EXERCISE INPUT:
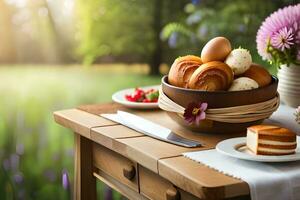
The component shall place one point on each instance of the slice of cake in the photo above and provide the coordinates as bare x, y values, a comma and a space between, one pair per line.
271, 140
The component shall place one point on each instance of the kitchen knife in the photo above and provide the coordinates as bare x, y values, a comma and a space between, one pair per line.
150, 129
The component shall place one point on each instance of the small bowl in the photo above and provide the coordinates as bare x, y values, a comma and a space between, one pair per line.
218, 99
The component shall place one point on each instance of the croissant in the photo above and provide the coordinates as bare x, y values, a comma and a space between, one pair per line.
259, 74
211, 76
182, 69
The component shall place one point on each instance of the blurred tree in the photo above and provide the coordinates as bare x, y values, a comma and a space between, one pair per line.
124, 30
7, 47
237, 20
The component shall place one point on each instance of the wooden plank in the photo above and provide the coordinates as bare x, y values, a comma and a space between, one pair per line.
106, 135
118, 186
79, 121
113, 164
200, 180
155, 187
147, 151
85, 183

EXERCISE INSTRUCTIONS:
Could you please repeat the entries above exactly, with every picture left out?

WRITTEN ANSWER:
The component shall place one point on each instance of the slice of cake in the photo above and provide the coordinates as bare x, y values, a comma and a space between, one pair per line.
271, 140
The component shall place one point on each instance of the kitchen knife in the photo above and provide the coordinates as bare x, y values, a comma and a space between, one pair per line.
150, 129
The component shall place one point on each instance of the small bowl in the photo above and provide the coordinates as bare x, y values, a comma and a space between, one pair per line.
218, 99
The component shall place one point on each instance of the croissant in the photo above and provide the coordinates as bare x, y values, a comma and a space between, one pair per line.
259, 74
211, 76
182, 69
The component shall place one point on each instance of the blurred tree in the photo above and provide the coordinates as bare x, y values, a comma and a space between, one pair per line.
124, 30
7, 47
237, 20
The component shall place one point on each instance of the wooden plank in the photo above and provide the coordinates as bare x, y values, a comma and a space between, one pair per line.
106, 135
118, 186
79, 121
113, 164
200, 180
155, 187
147, 151
85, 183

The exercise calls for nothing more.